Goal: Pictures in the listing should not be copied. Reproduce, word for word, each line from the one holding "Expected: for each instance of the camouflage" through the final line.

Given records:

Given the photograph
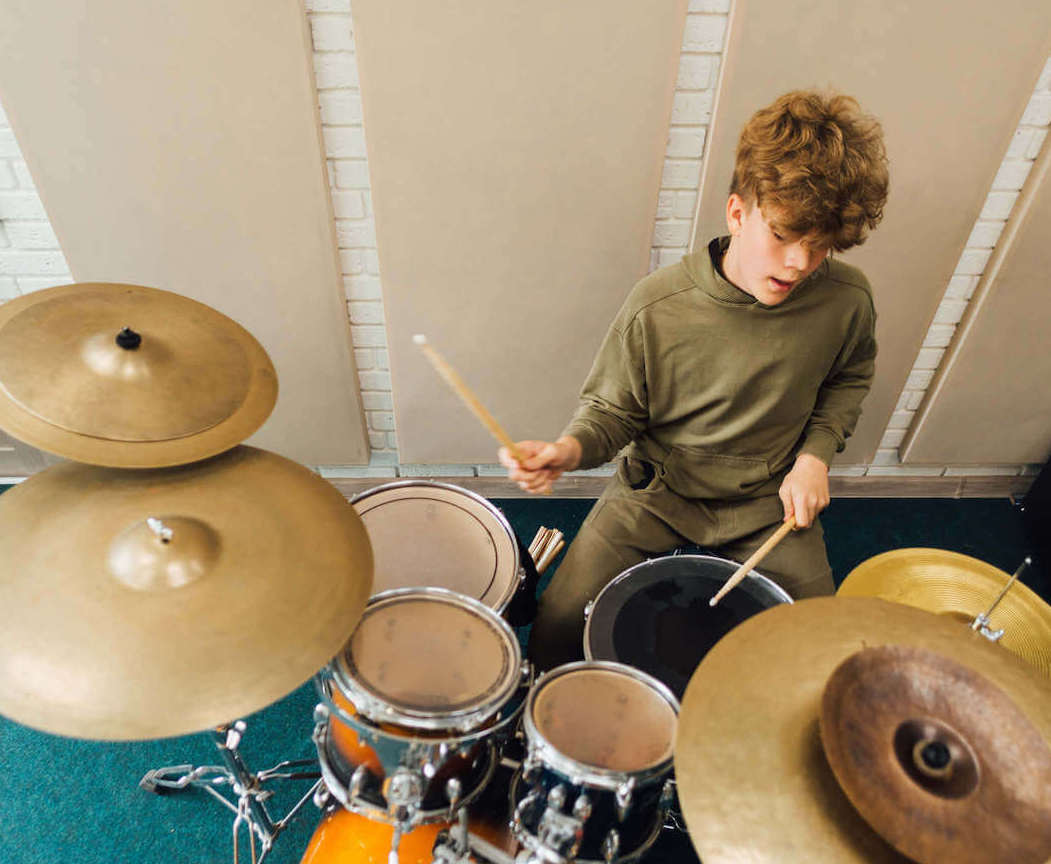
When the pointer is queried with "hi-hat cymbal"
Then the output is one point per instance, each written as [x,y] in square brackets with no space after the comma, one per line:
[959,587]
[936,758]
[753,779]
[147,603]
[128,376]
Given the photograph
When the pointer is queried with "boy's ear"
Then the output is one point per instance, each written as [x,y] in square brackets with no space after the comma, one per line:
[736,210]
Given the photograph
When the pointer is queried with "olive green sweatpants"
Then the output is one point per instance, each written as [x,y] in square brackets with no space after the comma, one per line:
[623,529]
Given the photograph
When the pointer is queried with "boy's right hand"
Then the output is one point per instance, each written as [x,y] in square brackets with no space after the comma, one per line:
[543,463]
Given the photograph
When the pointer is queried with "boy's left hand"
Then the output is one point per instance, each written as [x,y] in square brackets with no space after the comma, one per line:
[804,492]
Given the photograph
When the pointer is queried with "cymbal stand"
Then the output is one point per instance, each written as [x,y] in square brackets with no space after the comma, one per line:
[249,806]
[981,622]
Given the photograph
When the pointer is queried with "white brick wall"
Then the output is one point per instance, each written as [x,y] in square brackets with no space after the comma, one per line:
[1003,194]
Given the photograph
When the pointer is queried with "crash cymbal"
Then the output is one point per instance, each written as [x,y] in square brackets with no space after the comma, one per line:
[936,758]
[753,779]
[146,603]
[959,587]
[182,383]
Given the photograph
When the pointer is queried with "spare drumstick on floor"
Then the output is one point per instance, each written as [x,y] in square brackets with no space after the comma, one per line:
[757,556]
[457,384]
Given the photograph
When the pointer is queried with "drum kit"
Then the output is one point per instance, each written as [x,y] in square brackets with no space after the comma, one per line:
[170,579]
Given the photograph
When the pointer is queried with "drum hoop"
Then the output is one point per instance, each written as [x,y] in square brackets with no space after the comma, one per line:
[579,773]
[509,590]
[372,705]
[610,587]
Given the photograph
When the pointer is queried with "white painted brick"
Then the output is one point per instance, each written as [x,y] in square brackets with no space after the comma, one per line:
[375,381]
[366,312]
[692,107]
[369,336]
[335,70]
[685,205]
[696,72]
[344,142]
[1012,173]
[1038,110]
[685,143]
[377,402]
[365,358]
[16,263]
[672,233]
[363,288]
[331,33]
[704,33]
[348,205]
[21,205]
[919,379]
[680,173]
[983,471]
[892,438]
[906,471]
[8,146]
[901,419]
[928,357]
[22,175]
[355,234]
[939,335]
[949,311]
[445,470]
[972,262]
[1037,143]
[998,205]
[350,173]
[986,233]
[31,234]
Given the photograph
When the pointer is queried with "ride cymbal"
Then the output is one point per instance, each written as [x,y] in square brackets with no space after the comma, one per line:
[936,758]
[147,603]
[753,779]
[959,587]
[128,376]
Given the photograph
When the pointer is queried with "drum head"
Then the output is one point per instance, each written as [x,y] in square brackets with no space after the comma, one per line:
[439,535]
[656,617]
[604,718]
[429,659]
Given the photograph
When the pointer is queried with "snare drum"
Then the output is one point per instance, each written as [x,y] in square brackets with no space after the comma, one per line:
[655,616]
[414,706]
[596,781]
[427,533]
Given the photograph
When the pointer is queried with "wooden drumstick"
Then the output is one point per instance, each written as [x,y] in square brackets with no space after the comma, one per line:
[457,384]
[757,556]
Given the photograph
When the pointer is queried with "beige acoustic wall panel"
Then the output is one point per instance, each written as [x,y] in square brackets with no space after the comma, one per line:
[177,145]
[948,80]
[991,403]
[515,151]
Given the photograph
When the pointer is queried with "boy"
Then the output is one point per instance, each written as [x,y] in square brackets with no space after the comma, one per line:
[732,378]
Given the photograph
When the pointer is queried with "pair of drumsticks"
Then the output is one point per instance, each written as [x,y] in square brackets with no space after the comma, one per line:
[460,388]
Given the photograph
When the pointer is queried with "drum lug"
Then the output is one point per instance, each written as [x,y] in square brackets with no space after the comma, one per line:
[625,793]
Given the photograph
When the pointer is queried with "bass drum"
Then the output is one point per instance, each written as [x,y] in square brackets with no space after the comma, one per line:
[655,616]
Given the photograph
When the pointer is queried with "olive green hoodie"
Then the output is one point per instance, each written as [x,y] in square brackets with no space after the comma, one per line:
[719,391]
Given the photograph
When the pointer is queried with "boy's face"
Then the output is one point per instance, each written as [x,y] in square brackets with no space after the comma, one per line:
[763,259]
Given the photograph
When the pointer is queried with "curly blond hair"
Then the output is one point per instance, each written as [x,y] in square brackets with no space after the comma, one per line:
[816,165]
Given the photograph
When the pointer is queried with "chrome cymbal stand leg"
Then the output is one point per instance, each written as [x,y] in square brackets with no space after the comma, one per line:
[249,805]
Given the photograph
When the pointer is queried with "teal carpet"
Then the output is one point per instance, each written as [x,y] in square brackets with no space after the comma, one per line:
[79,801]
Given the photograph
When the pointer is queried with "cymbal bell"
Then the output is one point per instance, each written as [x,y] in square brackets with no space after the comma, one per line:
[936,758]
[128,376]
[961,588]
[147,603]
[753,778]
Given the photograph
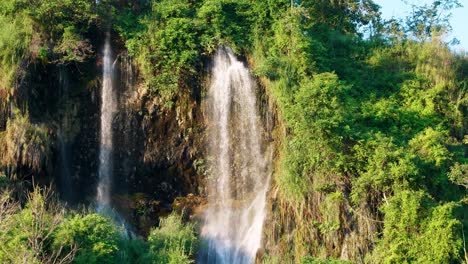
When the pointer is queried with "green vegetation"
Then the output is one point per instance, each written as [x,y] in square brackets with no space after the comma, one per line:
[373,159]
[43,231]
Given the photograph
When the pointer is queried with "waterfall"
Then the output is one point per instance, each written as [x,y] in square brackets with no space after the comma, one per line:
[108,109]
[65,181]
[239,168]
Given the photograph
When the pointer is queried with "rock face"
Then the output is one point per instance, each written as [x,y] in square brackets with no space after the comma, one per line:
[158,146]
[159,156]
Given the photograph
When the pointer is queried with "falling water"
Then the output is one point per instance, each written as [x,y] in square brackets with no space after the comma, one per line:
[65,181]
[108,109]
[239,167]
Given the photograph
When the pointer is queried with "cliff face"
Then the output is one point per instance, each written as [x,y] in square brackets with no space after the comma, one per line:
[159,145]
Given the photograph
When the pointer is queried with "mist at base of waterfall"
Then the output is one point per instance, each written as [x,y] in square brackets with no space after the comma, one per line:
[239,168]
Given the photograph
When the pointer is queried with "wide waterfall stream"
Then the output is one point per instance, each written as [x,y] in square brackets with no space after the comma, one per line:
[239,166]
[108,109]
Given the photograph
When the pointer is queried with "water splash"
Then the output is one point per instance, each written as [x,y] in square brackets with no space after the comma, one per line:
[65,181]
[240,170]
[108,109]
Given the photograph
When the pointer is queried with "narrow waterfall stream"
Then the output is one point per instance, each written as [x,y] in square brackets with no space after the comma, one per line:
[239,166]
[108,109]
[65,175]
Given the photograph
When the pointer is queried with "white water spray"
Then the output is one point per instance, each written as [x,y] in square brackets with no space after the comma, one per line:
[108,109]
[240,173]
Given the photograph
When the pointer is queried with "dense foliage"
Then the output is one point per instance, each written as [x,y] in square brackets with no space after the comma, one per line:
[373,160]
[43,231]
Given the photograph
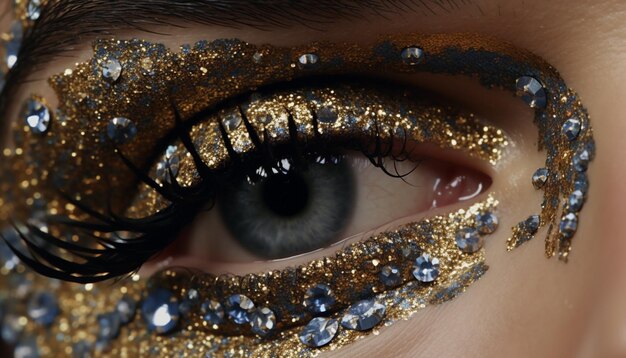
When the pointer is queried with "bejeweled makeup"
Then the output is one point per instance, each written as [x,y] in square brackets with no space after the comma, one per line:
[213,103]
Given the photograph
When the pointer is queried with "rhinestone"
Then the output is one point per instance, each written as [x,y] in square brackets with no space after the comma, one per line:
[531,91]
[33,10]
[327,115]
[43,308]
[469,240]
[363,315]
[160,311]
[531,224]
[426,268]
[112,70]
[37,116]
[568,225]
[486,223]
[318,332]
[581,183]
[581,160]
[26,348]
[232,122]
[126,308]
[109,324]
[308,60]
[12,47]
[390,276]
[319,299]
[189,302]
[169,165]
[82,349]
[239,308]
[575,201]
[263,321]
[540,177]
[571,128]
[412,55]
[212,312]
[121,130]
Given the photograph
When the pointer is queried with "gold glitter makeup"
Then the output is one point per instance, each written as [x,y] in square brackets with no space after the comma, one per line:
[120,113]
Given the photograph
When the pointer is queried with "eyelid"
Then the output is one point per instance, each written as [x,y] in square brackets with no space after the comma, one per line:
[331,113]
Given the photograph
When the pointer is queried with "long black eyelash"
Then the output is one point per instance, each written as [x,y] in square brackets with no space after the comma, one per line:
[116,257]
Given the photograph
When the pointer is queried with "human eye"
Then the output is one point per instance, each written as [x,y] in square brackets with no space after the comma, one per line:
[293,198]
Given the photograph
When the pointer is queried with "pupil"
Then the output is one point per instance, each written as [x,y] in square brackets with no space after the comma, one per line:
[286,194]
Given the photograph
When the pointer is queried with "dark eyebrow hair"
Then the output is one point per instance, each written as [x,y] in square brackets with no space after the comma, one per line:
[66,24]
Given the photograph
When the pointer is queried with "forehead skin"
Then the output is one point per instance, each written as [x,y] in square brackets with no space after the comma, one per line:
[526,305]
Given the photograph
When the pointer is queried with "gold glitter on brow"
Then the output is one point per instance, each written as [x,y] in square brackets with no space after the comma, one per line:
[130,107]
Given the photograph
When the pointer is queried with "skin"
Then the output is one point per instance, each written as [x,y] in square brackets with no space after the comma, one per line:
[526,305]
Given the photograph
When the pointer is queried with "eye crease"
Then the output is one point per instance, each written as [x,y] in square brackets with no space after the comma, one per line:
[223,146]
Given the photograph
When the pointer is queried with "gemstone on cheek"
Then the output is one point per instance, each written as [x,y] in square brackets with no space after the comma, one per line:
[319,299]
[159,311]
[212,312]
[239,308]
[43,308]
[426,268]
[263,321]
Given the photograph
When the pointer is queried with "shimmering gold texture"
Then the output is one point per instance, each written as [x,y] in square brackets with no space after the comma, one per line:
[201,82]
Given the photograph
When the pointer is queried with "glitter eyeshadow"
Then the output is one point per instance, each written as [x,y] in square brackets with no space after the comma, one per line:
[404,270]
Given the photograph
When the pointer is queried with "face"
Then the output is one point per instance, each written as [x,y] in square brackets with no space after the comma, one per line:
[304,181]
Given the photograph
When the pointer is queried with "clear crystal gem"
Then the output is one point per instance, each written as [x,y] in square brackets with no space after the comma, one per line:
[169,165]
[581,159]
[363,315]
[469,240]
[109,324]
[531,91]
[308,60]
[486,223]
[82,349]
[571,128]
[390,276]
[263,321]
[232,121]
[126,308]
[426,268]
[212,312]
[159,311]
[540,177]
[37,116]
[43,308]
[319,332]
[412,55]
[12,47]
[190,300]
[568,225]
[121,130]
[581,183]
[575,201]
[326,115]
[111,70]
[319,299]
[26,348]
[531,224]
[239,308]
[33,10]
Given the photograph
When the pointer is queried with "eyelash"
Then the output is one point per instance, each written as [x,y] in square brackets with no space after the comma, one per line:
[120,257]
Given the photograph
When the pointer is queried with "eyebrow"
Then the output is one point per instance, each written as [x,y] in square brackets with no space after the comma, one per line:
[66,24]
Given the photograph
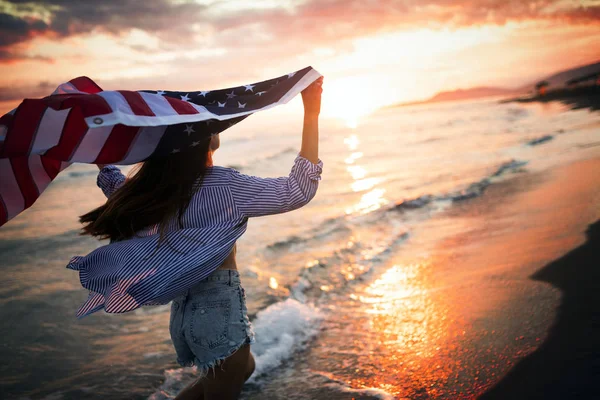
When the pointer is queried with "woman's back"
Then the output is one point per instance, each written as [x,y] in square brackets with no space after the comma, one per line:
[128,274]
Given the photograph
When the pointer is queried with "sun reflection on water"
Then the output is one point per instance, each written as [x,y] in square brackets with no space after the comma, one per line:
[408,328]
[371,200]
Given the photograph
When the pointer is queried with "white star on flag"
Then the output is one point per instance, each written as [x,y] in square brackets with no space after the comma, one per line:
[188,129]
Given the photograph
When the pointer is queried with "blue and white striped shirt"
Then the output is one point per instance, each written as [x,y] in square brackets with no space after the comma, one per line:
[125,275]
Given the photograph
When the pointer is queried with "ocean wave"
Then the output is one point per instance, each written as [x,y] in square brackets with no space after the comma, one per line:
[281,329]
[324,230]
[475,189]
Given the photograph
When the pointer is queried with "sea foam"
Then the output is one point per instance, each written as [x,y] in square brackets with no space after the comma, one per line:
[281,329]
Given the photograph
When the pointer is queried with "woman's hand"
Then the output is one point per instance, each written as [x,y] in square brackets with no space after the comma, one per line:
[311,97]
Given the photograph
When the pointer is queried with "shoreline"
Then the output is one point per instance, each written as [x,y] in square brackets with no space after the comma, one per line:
[578,98]
[529,234]
[482,303]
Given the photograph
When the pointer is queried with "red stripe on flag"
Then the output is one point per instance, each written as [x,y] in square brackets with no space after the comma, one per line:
[89,104]
[3,214]
[117,145]
[137,103]
[6,119]
[21,133]
[72,133]
[85,84]
[52,167]
[182,107]
[28,187]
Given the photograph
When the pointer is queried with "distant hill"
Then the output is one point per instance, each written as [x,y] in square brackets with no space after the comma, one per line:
[560,79]
[464,94]
[555,81]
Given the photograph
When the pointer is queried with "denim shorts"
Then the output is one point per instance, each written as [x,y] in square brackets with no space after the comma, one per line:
[210,321]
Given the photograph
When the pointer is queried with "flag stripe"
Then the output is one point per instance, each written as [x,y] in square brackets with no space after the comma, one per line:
[76,127]
[182,107]
[137,103]
[40,177]
[159,104]
[117,144]
[9,189]
[91,144]
[85,84]
[3,212]
[27,119]
[145,143]
[49,130]
[24,179]
[51,166]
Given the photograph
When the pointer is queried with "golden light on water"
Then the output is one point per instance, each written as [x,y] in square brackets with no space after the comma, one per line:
[406,324]
[350,99]
[373,199]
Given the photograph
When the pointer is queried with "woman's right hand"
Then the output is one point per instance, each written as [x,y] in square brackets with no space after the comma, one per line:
[311,97]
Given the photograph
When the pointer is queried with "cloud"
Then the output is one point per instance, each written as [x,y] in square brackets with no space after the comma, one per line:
[302,25]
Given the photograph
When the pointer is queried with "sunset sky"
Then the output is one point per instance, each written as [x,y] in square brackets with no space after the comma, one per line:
[386,51]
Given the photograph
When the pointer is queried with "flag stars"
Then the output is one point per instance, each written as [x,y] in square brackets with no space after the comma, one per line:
[189,129]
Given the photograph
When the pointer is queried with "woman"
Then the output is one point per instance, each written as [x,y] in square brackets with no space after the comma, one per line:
[209,324]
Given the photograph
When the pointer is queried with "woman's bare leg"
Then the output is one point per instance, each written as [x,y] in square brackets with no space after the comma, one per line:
[227,380]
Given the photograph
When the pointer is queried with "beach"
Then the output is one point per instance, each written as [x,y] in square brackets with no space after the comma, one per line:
[427,266]
[506,302]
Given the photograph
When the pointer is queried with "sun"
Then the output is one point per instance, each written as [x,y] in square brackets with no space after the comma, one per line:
[349,99]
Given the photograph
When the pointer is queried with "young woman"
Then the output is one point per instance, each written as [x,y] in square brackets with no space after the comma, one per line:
[184,192]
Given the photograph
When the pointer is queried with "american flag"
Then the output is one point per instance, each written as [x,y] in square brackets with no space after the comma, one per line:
[82,123]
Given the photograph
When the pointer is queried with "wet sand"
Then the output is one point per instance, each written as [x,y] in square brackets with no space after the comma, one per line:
[497,298]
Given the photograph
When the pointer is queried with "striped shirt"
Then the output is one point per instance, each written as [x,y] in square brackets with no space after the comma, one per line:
[125,275]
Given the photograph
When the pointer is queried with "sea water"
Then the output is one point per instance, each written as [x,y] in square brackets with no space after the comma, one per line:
[304,272]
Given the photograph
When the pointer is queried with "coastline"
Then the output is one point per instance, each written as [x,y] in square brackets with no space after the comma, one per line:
[488,306]
[578,98]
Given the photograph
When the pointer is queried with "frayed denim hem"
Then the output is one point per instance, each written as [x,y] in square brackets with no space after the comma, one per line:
[201,369]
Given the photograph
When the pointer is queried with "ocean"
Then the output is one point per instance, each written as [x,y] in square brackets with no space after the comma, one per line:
[327,292]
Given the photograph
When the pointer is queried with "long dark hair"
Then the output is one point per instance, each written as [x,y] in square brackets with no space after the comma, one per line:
[160,190]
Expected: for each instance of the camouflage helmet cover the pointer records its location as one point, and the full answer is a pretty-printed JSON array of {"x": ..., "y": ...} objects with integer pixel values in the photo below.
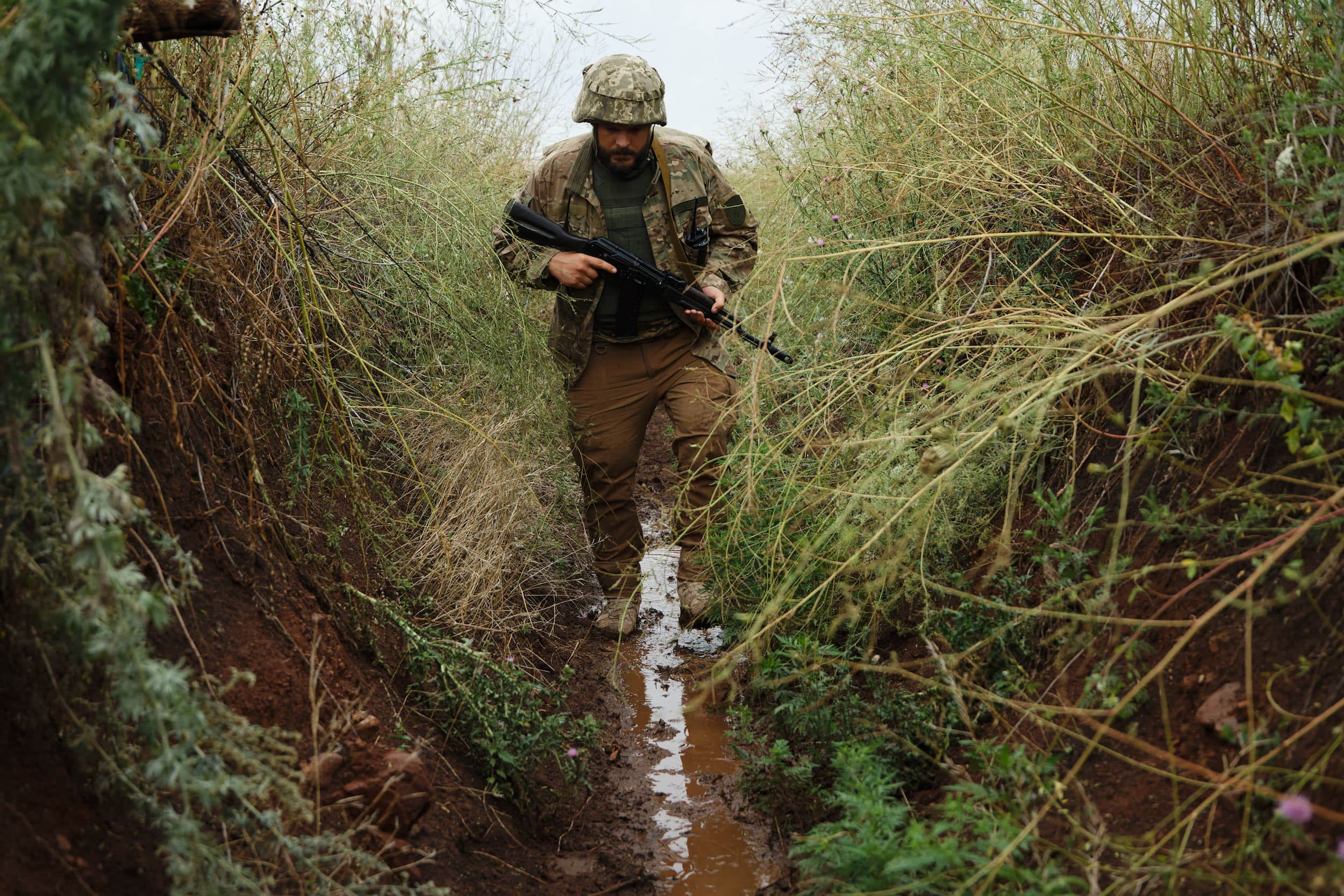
[{"x": 621, "y": 90}]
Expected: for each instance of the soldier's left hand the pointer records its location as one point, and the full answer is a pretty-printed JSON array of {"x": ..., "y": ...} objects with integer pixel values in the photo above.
[{"x": 719, "y": 302}]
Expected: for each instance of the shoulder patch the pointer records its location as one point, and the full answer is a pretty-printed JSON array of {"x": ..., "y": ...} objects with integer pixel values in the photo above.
[{"x": 735, "y": 210}]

Problem solution:
Expected: for each instance of the camouflage helmet cover the pointer records its location as one point, and the full answer is a pretty-printed JSON array of {"x": ..., "y": ...} objects with integer pixel values in the photo below.
[{"x": 621, "y": 90}]
Expected: for each instance of the soldier's left hand the pointer records its location as one point, and the full answer is a pretty-printed JSON array of {"x": ..., "y": ...} objects with integer pixel values in the photo above.
[{"x": 719, "y": 302}]
Expected: for each instance of the shoulder patch the pointer records its location as one point, and the full answer is a pretty-printed JSON array of {"x": ..., "y": ...} objects with integer pixel values in the photo above.
[{"x": 735, "y": 210}]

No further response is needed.